(Beginning of EXCERPTED TEXT)

Mallika Writes: Just Speaking

15th August - DNA

It was the morning of what would have been his 91st birthday. From below I heard my son’s voice telling someone, “It is Dadaji’s birthday, so I went to PRL to plant a tree with Amma.”

I suddenly had a lump in my throat. Dadaji. He never got to hear our children say that – my oldest nephew wasn’t even talking when we lost him. How he would have loved to be called that. Dadaji. My son said it with so much love and pride.

It was my SSC year. Amma was on tour. Papa stayed in Ahmedabad to prepare me for the exams. “Breathe deeply and let your brain take over. You know everything. Don’t panic, just breathe deeply”. In Shreyas school we hadn’t really ever taken exams.  And while I was ready with the information that would be required I wasn’t prepared for the chaos and indifference at the exam centres. The first few papers went well. Then came maths. I loved maths. I envisaged no problems. But problems started the minute I turned up at my exam centre. “There is no exam here today”. But this was my centre and I did have an exam. So where was I to go? Papa had come to drop me, and we ran around. “This is a centre for arts subjects” we were told. Yes but I was a music student who also took maths and physics-chemistry. The clock inched past 11. I was panicking, he was trying to keep me calm but get things sorted out. At 11.20 someone called someone who said yes there was one student who was to be given the maths paper. I was weeping by now, and papa was telling me to be calm. Finally at 11. 35 I was given the paper and made to sit down alone in a huge hall. Papa’s last words were, “You know it vahlki, and remember to breathe”. The next two hours were a nightmare. I couldn’t solve most of it. It was only later that I was to find out that the paper had errors which were corrected in other centres where all the maths students were. No one had remembered to correct mine.

I nearly flunked. Where I had expected to score 90, I barely managed to pass. I was devastated. Papa tried to get the paper checked, the unfairness righted. Then he accepted defeat against a monolithic system and counselled me, “You know, you know it. In a few years no one will remember your marks”. How true.

He would be at the talent shows and dance competitions. And beaming after seeing me perform would say, “Malli, you have to become a dancer like Mrinal”. Then I would come back with great grades in Psychology or statistics and he would beam and say, “Malli you must take this up seriously”.

(End of EXCERPTED TEXT)

EXERCISE REQUIREMENTS.
1) Which named places does the birthday remembrance of Papa mention?
2) Resume the birthday remembrance of Papa after its last sentence, in the same voice.
The entries that come next are from a separate, unrelated source.

(Beginning of SOURCE MATERIAL)

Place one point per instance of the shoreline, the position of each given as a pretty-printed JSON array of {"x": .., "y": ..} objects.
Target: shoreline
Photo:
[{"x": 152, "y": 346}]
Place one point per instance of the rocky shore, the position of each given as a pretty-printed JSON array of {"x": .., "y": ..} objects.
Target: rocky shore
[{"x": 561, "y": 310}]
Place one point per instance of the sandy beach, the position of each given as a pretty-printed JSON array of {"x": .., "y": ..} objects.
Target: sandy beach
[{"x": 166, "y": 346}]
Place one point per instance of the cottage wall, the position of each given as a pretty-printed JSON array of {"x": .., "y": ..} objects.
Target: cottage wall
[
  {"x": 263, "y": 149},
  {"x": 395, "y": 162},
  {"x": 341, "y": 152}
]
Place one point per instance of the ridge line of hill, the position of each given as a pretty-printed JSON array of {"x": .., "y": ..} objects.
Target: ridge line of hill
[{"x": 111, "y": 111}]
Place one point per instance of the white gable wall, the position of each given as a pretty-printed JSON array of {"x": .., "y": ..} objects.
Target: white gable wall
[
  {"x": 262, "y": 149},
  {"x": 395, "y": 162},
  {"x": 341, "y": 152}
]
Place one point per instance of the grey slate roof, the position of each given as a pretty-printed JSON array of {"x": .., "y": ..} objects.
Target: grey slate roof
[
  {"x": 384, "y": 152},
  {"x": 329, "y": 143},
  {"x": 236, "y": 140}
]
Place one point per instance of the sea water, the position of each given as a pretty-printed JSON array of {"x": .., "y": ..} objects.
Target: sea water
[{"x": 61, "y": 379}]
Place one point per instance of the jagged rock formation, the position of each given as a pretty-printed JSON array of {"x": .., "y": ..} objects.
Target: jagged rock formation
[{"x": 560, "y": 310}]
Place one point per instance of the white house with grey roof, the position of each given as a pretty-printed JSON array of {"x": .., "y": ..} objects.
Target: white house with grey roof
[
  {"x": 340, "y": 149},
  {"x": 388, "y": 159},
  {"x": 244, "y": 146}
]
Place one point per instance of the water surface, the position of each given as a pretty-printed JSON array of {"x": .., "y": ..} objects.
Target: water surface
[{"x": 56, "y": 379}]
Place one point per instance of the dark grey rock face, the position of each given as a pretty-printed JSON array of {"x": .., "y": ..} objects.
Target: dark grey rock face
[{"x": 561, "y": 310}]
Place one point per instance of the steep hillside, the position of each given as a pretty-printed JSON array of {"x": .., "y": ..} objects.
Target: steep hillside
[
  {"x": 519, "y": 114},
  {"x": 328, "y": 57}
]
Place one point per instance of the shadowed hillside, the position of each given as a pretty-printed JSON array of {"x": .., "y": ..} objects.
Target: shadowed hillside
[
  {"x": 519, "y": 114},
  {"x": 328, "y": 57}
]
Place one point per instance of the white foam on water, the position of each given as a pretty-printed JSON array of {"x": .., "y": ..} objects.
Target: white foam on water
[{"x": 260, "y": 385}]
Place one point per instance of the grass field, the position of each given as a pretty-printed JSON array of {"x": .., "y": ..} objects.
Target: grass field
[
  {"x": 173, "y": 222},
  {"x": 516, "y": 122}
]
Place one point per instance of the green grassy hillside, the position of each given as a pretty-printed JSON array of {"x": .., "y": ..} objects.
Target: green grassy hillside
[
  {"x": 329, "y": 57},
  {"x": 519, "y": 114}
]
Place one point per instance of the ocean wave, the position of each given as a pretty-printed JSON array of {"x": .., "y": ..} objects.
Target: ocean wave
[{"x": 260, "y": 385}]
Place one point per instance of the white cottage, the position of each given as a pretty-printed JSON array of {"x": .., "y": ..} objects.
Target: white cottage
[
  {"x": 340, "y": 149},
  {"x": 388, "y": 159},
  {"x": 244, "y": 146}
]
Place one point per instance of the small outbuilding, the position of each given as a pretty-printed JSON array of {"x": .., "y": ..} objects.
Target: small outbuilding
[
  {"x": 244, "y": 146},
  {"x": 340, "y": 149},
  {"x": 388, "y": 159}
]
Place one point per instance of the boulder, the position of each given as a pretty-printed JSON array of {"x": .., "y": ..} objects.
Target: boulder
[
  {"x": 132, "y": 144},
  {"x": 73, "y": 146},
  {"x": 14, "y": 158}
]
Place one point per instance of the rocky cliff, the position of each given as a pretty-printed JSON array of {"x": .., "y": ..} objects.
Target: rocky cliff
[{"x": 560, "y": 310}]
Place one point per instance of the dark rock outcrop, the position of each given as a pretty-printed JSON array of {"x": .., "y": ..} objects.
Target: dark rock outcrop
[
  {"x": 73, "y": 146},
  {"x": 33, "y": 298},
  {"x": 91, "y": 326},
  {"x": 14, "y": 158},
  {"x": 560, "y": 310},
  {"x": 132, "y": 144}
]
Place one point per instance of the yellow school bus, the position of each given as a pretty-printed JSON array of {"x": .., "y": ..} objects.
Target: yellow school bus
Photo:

(End of SOURCE MATERIAL)

EXERCISE ANSWERS.
1) PRL, Ahmedabad, Shreyas school

2)
When at 15 I was offered my first film and accepted to do it, my parents got hundreds of messages about how wrong the decision was, that they were allowing me to go into a den of loose sex and alcohol. He used to smile and tell them that if by that age I hadn’t figured out what was right and what was wrong, I would always be able to lie and cheat and do whatever I wished.

I remember an earlier time, when the garden was full of dinner guests from Merck and Geigy, in the days when he used to still run Sarabhai Chemicals. I was in my room with the windows open and he whistled his special whistle for me     ( no I didn’t feel like a dog because he used to whistle all the time, Verdi and Bach and Sound of Music and Bridge Under the Rive Kwei). I popped my head out of the widnow and he turned to his guests and said, “well, ask her for the capital city of any country in the world and she will tell you.” A little test followed, I came up with flying colours and he beamed at his guests.

We always felt that both he and my mother had immense pride in us, celebrated us, our peculiarities, our whimsies, idiosyncrasies. They did not try and fit us into a preconceived mould. They did not want us to excel, but to try our best, and to know that we had done so.

When I look around and see such unhappy children and such frustrated, angry, disappointed parents, I wish they could love enough to be accepting, encouraging and supportive, that they could motivate children to blossom, not to the the parents' fragrance but to their own.

Yes, I miss him each day, miss his not having the joy in my children, and in what I have become. And I cherish each moment of having been nurtured. I have blossomed and become me. With their shades certainly, but my own person. And he would have laughed and taken pride and joy in that. That, I miss.